** START OF Provided data **

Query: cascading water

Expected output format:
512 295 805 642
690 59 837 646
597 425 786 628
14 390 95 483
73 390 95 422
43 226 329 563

** END OF Provided data **

#### Required task:
Reproduce every line above, and shift each coordinate in the final three bounding boxes up by 47 while leaving all other numbers unchanged.

#### Written reply:
Query: cascading water

Expected output format:
512 295 805 642
690 59 837 646
597 425 786 628
61 437 142 530
120 437 142 469
90 273 376 610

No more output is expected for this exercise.